◆ **WHAT IS ASKED**
Pick out each line of the data below that contains the string "path", treating uppercase and lowercase as distinct, and copy those lines.

◆ **RECORD LIST**
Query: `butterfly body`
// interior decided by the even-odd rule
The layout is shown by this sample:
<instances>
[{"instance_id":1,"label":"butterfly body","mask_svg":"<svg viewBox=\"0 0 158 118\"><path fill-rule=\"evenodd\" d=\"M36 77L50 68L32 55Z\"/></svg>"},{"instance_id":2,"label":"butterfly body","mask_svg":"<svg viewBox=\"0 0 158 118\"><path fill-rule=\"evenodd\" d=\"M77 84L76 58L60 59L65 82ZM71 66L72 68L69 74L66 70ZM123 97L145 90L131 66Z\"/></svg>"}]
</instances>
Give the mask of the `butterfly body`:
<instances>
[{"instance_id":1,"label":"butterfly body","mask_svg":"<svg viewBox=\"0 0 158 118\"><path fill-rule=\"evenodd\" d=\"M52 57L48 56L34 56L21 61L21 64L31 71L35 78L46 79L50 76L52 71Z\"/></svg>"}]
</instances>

--

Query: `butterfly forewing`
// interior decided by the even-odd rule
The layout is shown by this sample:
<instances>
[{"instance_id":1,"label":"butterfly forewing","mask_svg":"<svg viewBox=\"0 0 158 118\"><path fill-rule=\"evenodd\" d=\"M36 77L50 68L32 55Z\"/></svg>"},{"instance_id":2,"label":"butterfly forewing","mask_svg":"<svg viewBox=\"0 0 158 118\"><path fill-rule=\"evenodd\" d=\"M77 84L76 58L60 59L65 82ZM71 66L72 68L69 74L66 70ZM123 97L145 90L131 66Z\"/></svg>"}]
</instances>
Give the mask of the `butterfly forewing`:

◆ **FINISHED TASK**
[{"instance_id":1,"label":"butterfly body","mask_svg":"<svg viewBox=\"0 0 158 118\"><path fill-rule=\"evenodd\" d=\"M36 77L50 68L32 55Z\"/></svg>"},{"instance_id":2,"label":"butterfly body","mask_svg":"<svg viewBox=\"0 0 158 118\"><path fill-rule=\"evenodd\" d=\"M77 84L76 58L60 59L65 82ZM71 66L72 68L69 74L66 70ZM123 97L145 90L131 66Z\"/></svg>"}]
[{"instance_id":1,"label":"butterfly body","mask_svg":"<svg viewBox=\"0 0 158 118\"><path fill-rule=\"evenodd\" d=\"M52 57L48 56L34 56L21 61L21 64L31 71L35 78L46 79L50 76L52 71Z\"/></svg>"}]
[{"instance_id":1,"label":"butterfly forewing","mask_svg":"<svg viewBox=\"0 0 158 118\"><path fill-rule=\"evenodd\" d=\"M36 77L50 68L32 55Z\"/></svg>"},{"instance_id":2,"label":"butterfly forewing","mask_svg":"<svg viewBox=\"0 0 158 118\"><path fill-rule=\"evenodd\" d=\"M77 84L76 58L60 59L65 82ZM71 66L72 68L69 74L66 70ZM123 97L145 90L131 66Z\"/></svg>"}]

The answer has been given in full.